::: THE DATA

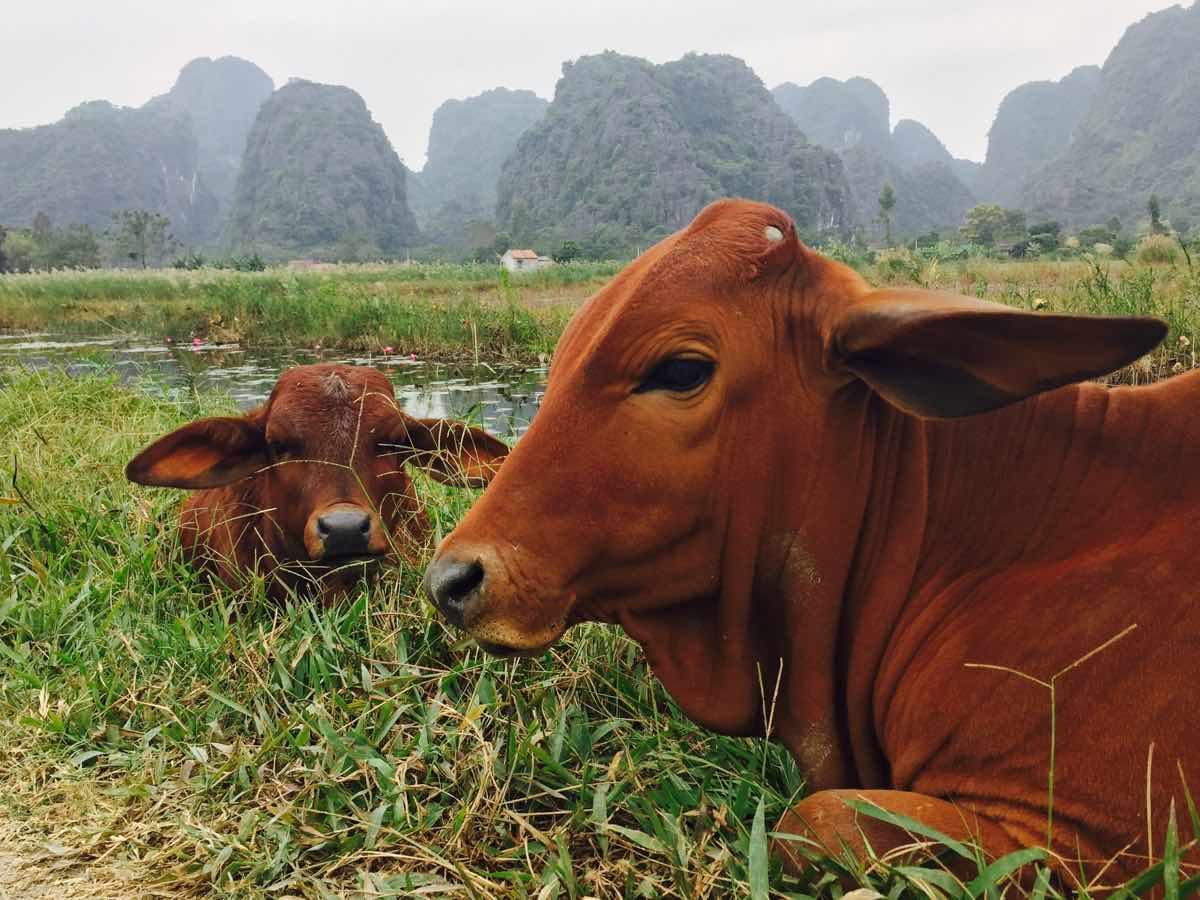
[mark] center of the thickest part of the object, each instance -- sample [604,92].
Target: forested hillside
[469,142]
[319,178]
[1140,135]
[629,151]
[853,119]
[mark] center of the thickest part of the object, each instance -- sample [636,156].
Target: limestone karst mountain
[319,178]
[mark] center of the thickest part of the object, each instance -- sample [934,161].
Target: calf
[769,473]
[310,489]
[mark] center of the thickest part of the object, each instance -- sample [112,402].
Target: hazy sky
[942,63]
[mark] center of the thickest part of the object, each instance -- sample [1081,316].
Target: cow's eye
[678,375]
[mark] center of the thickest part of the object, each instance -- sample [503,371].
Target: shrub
[1158,249]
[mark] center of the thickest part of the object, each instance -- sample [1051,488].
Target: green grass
[447,311]
[469,311]
[235,747]
[214,743]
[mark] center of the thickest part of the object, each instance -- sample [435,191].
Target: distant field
[460,311]
[449,311]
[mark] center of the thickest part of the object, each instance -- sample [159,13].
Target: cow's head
[690,448]
[323,462]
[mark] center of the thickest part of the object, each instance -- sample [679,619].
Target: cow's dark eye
[678,375]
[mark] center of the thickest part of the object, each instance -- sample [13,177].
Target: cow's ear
[209,453]
[454,453]
[943,357]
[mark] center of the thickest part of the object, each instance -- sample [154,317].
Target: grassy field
[471,311]
[444,311]
[207,741]
[185,741]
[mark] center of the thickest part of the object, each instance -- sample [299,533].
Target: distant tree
[75,247]
[1156,215]
[41,227]
[1096,234]
[142,237]
[887,203]
[985,223]
[21,251]
[569,251]
[1045,237]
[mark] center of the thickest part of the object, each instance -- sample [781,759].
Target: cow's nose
[450,583]
[345,533]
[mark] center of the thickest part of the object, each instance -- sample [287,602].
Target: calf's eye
[678,375]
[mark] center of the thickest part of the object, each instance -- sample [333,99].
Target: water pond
[503,399]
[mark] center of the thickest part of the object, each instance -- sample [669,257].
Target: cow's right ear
[209,453]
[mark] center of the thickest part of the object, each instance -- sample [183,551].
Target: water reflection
[504,399]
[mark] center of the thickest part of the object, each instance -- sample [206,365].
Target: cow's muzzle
[472,587]
[343,532]
[453,585]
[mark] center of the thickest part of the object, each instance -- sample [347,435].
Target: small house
[523,261]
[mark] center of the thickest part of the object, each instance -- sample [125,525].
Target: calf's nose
[450,583]
[345,533]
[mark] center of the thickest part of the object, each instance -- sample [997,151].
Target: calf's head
[323,463]
[700,437]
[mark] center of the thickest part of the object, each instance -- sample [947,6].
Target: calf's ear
[209,453]
[943,357]
[454,453]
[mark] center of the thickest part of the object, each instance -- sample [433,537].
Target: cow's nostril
[450,583]
[345,533]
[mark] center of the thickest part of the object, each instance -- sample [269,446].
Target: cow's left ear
[208,453]
[943,357]
[453,453]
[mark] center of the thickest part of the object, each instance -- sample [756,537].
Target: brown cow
[763,469]
[310,489]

::::::

EXERCISE INSTRUCTIONS>
Your answer must be an exact copy of the records above, with no pictures included.

EXERCISE SOLUTION>
[mark] center of the thickest part of the object, each instance -- sample [604,92].
Target: forested hillside
[469,142]
[319,178]
[1140,135]
[629,151]
[853,119]
[mark] center of the thickest part of the object, each instance -- sample [636,156].
Target: limestone karst mountain
[319,178]
[mark] center of the thickest part of the object, each instance -- sample [934,161].
Target: calf
[769,473]
[310,489]
[mark] center of the thickest part of the object, each instance -- sample [112,402].
Target: hazy sky
[942,63]
[mark] center of the thickest part of the object, each instance -- sample [1081,316].
Target: cow's eye
[678,375]
[mark] center of the thickest part of the object, each instance -- sample [503,371].
Target: shrub
[1158,249]
[mark] center of the thickest part of the object, each instance -- sample [1051,488].
Target: green grass
[447,311]
[469,311]
[235,747]
[214,743]
[mark] center of the thickest part of the object, each instance -- sample [435,191].
Target: distant field
[460,311]
[449,311]
[mark] center of the thickest part of the object, each instance -- sample [159,13].
Target: cow's head
[690,448]
[323,462]
[mark] center of the thickest part of the object, each instance -- sample [679,619].
Target: cow's dark eye
[678,375]
[mark] center of the thickest part of the object, each instance -- sample [13,177].
Target: cow's ear
[209,453]
[454,453]
[943,357]
[mark] center of the thickest part of the object, each instance -- sample [154,317].
Target: grassy field
[471,311]
[444,311]
[207,741]
[185,741]
[mark] center of the thickest part of the object, each instance -- sample [299,533].
Target: distant tree
[75,247]
[1156,215]
[41,227]
[1096,234]
[142,237]
[887,203]
[985,223]
[21,251]
[569,251]
[1045,237]
[mark] center of the thickest part of the object, each instance -- sample [781,759].
Target: cow's nose
[450,583]
[345,533]
[mark] center of the thickest part of the object, each instance -- sample [287,602].
Target: calf's eye
[678,375]
[mark] center of the thickest part of the object, each instance -- sample [333,99].
Target: water pond
[503,399]
[mark] center of the thickest part of the object, each instance -- sample [669,257].
Target: cow's right ear
[209,453]
[mark] center of the thickest part of the object, each instance -- sample [183,551].
Target: water reflection
[504,399]
[mark] center of the thickest part of the object, each instance -- sample [206,365].
Target: cow's muzzle
[472,587]
[343,532]
[453,585]
[mark] center of the thickest part of the object, each instance -- sample [347,435].
Target: small house
[523,261]
[mark] center of the thickest part of the object, each instance -- sample [125,525].
Target: calf's nose
[450,583]
[345,533]
[mark] center of the thickest part of the object, each instance -- sample [997,151].
Target: calf's head
[323,463]
[700,437]
[mark] center of the thickest part of the object, each instance -- sample [947,6].
Target: calf's ear
[209,453]
[943,357]
[454,453]
[mark] center of the thickest part of the object, each instance -- sample [433,537].
Target: cow's nostril
[450,583]
[345,533]
[mark] center of the thickest part of the object, each instance -- sample [269,446].
Target: cow's left ear
[208,453]
[943,357]
[453,453]
[mark] center of the thickest part of the object, each instance -- sample [756,537].
Target: brown cow
[763,469]
[310,489]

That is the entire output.